Passage provided START
Four of the biggest players in technology—Amazon, Meta, Google, and Microsoft—are embarking on a $750 billion spending spree over the next two years. This “incredible” outlay, as one investment firm calls it, is focused on AI-related capital expenditure, primarily the datacenters, chips, and servers needed to power the next generation of artificial intelligence.
This spending by the “hyperscalers” is considered the “healthy” part of the AI boom. These companies have deep cash flows and a clear need for the infrastructure. Google’s parent, Alphabet, just reported its first $100bn quarter, driven by demand for its AI services. Microsoft is building massive datacenters from Wales to Wisconsin to power its Copilot and cloud businesses.
This arms race is creating staggering projects. Microsoft is backing the world’s most powerful AI datacenter in Wisconsin. Elon Musk’s xAI has its “colossus” project, and the Stargate venture, backed by OpenAI and Microsoft, is a $500bn plan for a network of AI-dedicated sites.
However, this “healthy” spending is being shadowed by a more “speculative” boom. Analysts estimate a total global spend of $3tn by 2028, leaving a $1.5tn gap that the hyperscalers’ cash won’t cover. This gap is being filled by other sources, including private credit, which is funding projects “without their own customers.”
This speculative build-out is what concerns experts. If the “lofty revenue expectations” for AI don’t materialize—a real risk, given an MIT study showing 95% of AI pilots have zero return—this debt-fueled expansion could backfire, posing a risk to the wider economy. For now, the hyperscalers are in a race to build, convinced that demand will follow.
Passage provided END
### Action item A
According to the article on AI infrastructure spending, what total global spend do analysts estimate by 2028?
### Action item B
Reproduce a portion of the article on AI infrastructure spending, beginning at the words "This spending by" and stopping after the words "of AI-dedicated sites.".
The data presented next is separate material, unrelated to the article on AI infrastructure spending.
Data supplied START
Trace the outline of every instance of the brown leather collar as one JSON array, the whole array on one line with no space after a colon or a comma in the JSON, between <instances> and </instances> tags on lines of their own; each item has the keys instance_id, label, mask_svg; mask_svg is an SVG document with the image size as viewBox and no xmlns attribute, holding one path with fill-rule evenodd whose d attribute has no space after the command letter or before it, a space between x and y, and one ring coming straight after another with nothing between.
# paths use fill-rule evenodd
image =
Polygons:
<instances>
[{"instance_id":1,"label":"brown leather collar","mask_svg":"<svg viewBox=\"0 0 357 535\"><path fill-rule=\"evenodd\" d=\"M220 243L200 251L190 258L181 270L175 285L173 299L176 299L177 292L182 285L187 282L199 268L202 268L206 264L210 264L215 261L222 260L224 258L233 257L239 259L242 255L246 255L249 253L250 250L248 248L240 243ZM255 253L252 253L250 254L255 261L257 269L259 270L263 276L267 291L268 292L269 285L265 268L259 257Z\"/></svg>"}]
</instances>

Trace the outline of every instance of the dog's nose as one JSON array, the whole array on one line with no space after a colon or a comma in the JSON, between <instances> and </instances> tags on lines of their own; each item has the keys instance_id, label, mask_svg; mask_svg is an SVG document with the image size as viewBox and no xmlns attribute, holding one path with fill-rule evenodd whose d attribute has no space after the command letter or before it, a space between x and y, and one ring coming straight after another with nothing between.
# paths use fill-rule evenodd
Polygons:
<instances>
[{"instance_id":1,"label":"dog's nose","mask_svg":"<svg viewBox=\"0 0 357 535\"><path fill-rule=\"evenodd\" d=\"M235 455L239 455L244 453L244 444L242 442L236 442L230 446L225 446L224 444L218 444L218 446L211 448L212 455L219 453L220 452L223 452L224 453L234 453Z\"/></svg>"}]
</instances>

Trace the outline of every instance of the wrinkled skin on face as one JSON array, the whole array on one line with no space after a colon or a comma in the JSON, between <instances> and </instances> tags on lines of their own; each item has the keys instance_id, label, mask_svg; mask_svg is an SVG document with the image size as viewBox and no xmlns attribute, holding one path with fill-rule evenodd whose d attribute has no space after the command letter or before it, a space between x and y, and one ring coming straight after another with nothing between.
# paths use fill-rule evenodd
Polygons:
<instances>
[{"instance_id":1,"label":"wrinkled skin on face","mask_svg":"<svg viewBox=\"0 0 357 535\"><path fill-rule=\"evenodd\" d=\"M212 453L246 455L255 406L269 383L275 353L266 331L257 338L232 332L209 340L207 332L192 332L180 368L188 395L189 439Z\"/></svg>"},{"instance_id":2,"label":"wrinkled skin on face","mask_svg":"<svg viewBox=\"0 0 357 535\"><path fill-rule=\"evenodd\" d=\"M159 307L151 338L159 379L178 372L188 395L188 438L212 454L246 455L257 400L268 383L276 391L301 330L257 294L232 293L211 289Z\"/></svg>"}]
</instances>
Data supplied END
### Expected output A
$3tn

### Expected output B
This spending by the “hyperscalers” is considered the “healthy” part of the AI boom. These companies have deep cash flows and a clear need for the infrastructure. Google’s parent, Alphabet, just reported its first $100bn quarter, driven by demand for its AI services. Microsoft is building massive datacenters from Wales to Wisconsin to power its Copilot and cloud businesses.
This arms race is creating staggering projects. Microsoft is backing the world’s most powerful AI datacenter in Wisconsin. Elon Musk’s xAI has its “colossus” project, and the Stargate venture, backed by OpenAI and Microsoft, is a $500bn plan for a network of AI-dedicated sites.